Aim of the task:
Search the entries below for the line containing "Where can the gravel"; from there to the end, return every line exactly and add nothing.

(Natural-language object grounding data)
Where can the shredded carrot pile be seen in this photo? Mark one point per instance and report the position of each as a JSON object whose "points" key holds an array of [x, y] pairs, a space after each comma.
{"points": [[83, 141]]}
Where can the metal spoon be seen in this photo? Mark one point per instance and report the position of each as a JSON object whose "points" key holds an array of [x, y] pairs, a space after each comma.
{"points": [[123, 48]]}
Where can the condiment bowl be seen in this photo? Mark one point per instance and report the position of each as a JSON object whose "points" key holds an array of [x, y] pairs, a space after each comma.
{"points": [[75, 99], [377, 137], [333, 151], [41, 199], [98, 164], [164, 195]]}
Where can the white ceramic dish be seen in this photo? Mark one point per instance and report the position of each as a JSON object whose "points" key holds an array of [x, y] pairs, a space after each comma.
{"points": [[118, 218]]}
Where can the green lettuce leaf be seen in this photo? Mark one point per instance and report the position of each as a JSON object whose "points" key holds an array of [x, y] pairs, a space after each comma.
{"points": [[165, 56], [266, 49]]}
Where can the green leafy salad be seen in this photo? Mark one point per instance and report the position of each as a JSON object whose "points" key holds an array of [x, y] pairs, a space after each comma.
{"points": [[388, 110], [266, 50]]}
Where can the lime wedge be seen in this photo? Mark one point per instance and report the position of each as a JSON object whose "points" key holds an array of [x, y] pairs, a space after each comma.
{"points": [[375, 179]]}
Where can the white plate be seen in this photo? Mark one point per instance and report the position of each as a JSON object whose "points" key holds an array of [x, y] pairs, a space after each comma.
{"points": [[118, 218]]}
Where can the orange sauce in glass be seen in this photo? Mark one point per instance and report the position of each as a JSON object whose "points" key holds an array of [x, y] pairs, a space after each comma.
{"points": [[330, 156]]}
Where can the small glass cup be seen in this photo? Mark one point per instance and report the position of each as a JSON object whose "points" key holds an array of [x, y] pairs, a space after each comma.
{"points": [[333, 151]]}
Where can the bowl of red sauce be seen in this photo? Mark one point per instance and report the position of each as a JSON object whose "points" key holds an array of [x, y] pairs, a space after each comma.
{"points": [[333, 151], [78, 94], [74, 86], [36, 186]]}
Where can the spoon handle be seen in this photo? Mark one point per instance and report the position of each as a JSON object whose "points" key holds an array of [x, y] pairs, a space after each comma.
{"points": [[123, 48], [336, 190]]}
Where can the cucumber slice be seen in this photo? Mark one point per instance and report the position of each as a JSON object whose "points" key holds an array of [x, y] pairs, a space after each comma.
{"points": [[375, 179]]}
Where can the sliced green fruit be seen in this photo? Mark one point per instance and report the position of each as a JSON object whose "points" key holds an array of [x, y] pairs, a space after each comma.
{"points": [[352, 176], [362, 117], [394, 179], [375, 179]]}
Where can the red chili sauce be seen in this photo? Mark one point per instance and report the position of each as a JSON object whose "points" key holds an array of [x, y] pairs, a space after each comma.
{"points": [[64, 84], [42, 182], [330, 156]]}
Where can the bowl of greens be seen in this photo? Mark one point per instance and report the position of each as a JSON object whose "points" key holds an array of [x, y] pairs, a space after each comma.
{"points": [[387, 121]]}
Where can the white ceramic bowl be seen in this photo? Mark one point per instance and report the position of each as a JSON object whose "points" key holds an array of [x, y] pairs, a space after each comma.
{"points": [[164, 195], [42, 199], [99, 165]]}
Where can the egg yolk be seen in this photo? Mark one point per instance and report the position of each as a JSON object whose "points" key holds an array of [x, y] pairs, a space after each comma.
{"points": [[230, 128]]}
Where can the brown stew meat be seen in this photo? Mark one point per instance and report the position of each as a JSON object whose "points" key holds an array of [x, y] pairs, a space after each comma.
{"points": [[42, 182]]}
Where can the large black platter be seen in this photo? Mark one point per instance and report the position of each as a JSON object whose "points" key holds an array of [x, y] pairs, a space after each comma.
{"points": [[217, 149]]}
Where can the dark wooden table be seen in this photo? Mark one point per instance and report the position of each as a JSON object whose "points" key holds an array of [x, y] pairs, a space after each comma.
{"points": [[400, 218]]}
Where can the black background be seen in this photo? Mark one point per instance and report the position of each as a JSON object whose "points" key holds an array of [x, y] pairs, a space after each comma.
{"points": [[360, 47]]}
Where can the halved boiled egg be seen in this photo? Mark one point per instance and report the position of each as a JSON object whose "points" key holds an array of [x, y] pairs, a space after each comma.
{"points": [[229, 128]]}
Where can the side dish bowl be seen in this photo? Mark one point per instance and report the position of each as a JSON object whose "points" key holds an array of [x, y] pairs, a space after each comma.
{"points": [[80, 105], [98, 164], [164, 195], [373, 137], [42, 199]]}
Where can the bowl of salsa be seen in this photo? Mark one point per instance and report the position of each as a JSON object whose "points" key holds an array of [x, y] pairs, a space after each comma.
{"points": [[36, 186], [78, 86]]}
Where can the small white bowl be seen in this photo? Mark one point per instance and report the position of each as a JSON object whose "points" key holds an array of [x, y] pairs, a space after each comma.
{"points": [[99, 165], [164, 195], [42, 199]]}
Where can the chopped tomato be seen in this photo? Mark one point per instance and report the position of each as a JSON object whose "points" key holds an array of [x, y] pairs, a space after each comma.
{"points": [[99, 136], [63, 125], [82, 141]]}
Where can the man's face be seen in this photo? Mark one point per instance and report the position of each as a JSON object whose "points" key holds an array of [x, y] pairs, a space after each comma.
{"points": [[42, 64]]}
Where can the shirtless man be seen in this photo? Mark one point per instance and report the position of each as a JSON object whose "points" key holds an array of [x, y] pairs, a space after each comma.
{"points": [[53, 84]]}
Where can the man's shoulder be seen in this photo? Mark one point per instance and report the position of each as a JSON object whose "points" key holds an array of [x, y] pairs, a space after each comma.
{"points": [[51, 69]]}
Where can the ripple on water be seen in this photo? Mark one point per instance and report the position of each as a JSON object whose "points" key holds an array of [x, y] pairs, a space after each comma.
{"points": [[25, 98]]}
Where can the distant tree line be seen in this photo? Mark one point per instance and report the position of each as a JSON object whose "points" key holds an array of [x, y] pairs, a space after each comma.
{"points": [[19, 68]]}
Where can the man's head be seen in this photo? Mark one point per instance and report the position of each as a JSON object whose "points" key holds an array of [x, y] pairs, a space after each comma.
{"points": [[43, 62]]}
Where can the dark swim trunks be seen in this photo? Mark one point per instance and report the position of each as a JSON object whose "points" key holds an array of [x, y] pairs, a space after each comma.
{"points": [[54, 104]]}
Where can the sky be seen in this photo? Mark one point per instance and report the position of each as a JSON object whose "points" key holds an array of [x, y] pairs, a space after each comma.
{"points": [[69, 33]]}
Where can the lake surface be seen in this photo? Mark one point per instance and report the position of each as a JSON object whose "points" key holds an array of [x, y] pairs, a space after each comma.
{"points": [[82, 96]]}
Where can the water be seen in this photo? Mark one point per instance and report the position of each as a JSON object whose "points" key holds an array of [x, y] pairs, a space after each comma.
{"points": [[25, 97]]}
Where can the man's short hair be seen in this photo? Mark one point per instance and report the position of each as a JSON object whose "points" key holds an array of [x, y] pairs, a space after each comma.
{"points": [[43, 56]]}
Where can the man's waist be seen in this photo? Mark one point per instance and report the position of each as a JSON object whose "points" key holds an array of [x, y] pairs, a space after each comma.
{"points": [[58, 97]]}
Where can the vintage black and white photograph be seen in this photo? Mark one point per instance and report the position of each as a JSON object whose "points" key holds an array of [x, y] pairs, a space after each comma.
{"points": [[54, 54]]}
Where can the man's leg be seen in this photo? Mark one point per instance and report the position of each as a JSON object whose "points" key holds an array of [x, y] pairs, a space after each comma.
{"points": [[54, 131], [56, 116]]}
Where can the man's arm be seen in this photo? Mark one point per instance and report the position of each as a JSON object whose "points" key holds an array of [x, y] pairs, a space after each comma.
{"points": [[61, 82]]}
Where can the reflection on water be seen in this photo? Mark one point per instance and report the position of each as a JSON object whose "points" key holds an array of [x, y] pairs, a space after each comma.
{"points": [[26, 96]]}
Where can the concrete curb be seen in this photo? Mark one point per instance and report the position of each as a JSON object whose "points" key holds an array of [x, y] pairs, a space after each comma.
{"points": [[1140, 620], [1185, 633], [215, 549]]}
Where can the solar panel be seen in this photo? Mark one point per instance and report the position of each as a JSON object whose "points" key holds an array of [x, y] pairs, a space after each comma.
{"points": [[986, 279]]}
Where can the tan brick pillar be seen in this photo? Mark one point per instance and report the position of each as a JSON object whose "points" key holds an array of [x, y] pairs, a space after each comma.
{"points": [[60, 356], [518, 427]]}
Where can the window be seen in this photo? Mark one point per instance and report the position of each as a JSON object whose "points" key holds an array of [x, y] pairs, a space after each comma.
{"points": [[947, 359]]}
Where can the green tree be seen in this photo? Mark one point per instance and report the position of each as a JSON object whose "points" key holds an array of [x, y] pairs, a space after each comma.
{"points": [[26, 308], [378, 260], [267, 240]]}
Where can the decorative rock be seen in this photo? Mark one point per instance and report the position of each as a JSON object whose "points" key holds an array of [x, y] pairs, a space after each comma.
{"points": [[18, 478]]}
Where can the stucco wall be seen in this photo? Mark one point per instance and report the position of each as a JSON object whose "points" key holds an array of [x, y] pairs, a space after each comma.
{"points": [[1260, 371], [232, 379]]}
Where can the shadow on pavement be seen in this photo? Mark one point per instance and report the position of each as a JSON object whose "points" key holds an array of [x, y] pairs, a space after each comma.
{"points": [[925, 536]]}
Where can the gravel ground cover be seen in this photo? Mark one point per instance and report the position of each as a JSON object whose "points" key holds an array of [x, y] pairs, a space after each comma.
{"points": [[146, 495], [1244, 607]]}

Problem solution:
Where can the gravel ground cover be seen in this photo? Mark one point per instance and report the position of each as a JSON object whose "points" key holds an array of [x, y] pairs, a space after each comma.
{"points": [[146, 495], [1244, 607]]}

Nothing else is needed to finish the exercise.